Exercise data
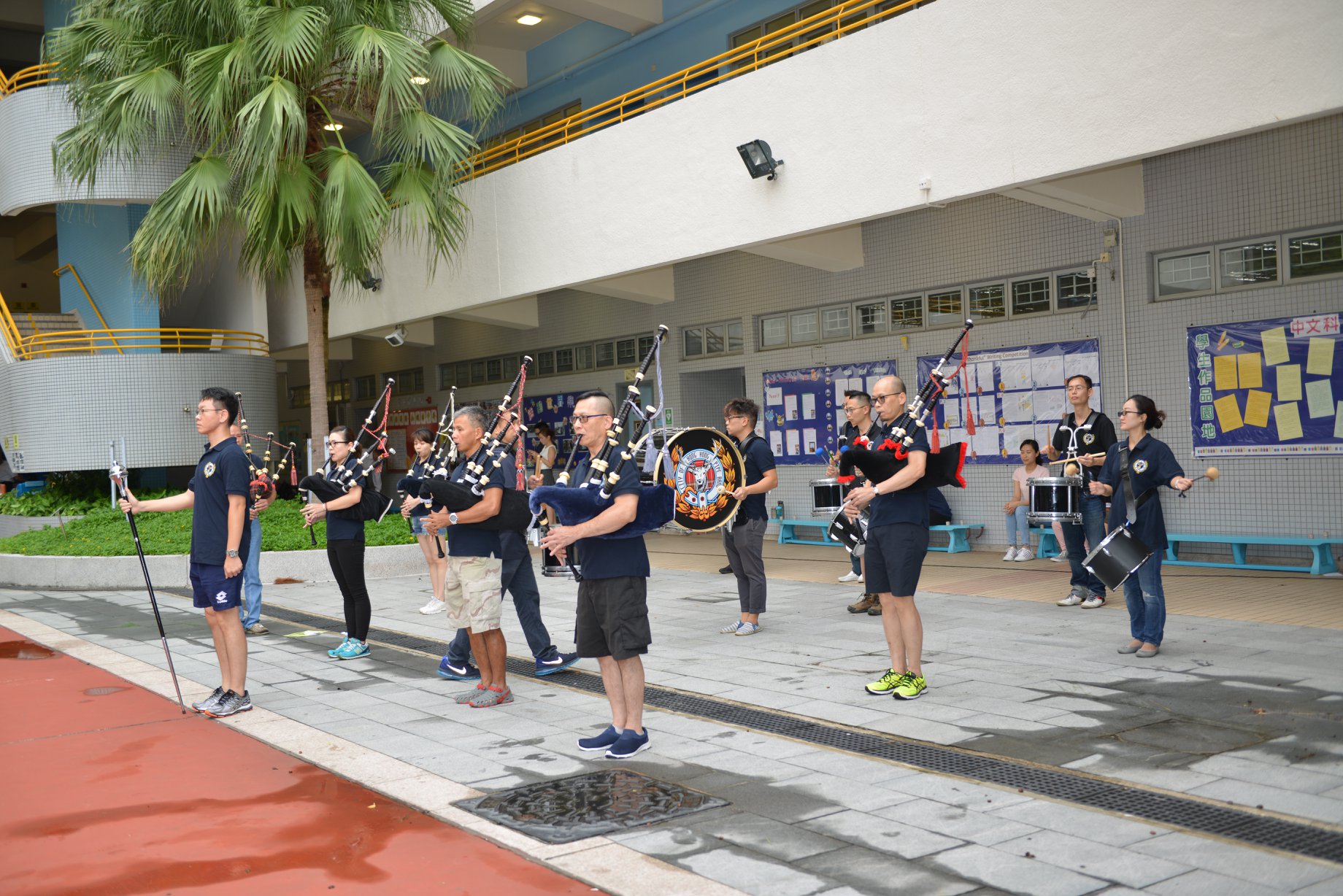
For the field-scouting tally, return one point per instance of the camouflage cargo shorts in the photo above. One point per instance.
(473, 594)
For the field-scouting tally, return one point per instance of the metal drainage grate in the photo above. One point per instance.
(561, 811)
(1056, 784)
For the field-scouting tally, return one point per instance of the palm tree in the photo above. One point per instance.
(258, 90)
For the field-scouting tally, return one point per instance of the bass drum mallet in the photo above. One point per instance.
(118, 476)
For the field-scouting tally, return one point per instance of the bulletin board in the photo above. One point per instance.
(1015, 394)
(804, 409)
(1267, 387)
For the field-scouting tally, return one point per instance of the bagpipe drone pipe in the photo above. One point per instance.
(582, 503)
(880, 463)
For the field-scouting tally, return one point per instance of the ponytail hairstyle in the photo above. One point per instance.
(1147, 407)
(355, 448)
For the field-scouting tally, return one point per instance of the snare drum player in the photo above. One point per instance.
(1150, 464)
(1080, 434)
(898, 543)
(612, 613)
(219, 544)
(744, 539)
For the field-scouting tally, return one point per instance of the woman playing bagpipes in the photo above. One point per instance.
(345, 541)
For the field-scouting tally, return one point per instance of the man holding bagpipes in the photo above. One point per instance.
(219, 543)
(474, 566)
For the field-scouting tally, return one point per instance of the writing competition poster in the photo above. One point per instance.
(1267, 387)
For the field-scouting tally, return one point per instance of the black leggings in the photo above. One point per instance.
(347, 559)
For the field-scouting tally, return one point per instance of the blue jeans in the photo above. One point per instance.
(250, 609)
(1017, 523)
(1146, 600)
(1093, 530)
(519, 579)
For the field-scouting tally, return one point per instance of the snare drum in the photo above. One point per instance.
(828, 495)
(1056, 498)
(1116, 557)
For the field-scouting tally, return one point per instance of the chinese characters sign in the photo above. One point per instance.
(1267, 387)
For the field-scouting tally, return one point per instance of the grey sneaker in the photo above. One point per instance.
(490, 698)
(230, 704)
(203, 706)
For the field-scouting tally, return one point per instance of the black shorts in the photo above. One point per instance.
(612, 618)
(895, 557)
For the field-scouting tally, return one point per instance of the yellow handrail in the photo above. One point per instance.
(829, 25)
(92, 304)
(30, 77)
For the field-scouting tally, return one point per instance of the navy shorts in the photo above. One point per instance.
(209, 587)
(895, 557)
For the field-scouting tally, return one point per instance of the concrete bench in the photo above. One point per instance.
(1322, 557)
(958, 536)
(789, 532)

...

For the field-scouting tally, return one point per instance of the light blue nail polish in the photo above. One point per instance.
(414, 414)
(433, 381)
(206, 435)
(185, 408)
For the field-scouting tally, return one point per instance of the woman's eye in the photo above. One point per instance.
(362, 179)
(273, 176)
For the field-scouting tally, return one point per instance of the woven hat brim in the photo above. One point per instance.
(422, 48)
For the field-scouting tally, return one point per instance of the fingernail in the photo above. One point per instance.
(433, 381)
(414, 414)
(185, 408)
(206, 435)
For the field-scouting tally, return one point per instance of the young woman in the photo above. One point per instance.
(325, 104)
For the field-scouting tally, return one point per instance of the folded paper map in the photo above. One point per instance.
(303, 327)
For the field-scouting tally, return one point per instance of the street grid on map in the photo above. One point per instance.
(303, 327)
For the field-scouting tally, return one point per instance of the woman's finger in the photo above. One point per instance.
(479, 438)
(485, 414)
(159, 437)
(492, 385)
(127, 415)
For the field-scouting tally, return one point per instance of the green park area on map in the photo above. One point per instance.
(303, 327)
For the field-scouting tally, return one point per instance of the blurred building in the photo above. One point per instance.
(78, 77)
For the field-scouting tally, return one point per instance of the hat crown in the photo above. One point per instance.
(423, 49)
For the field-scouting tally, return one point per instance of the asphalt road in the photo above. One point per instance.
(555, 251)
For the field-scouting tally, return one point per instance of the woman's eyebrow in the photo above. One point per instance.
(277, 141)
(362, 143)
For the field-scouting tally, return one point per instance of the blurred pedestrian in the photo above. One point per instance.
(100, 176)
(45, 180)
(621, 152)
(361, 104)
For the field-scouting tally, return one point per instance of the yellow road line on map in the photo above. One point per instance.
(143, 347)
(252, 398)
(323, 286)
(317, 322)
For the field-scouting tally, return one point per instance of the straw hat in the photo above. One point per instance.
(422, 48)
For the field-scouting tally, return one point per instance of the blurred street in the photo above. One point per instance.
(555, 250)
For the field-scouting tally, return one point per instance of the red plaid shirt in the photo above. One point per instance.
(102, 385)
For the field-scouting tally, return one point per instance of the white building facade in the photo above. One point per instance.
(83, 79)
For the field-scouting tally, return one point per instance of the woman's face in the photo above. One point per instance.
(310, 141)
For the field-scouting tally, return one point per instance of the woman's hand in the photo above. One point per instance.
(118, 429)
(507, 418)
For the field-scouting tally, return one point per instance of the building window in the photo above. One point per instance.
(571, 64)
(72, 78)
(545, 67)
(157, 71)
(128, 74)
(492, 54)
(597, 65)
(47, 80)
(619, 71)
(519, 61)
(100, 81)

What you have to do
Please count the lines above that contain the word "road", and reply with the number alone.

Reply
2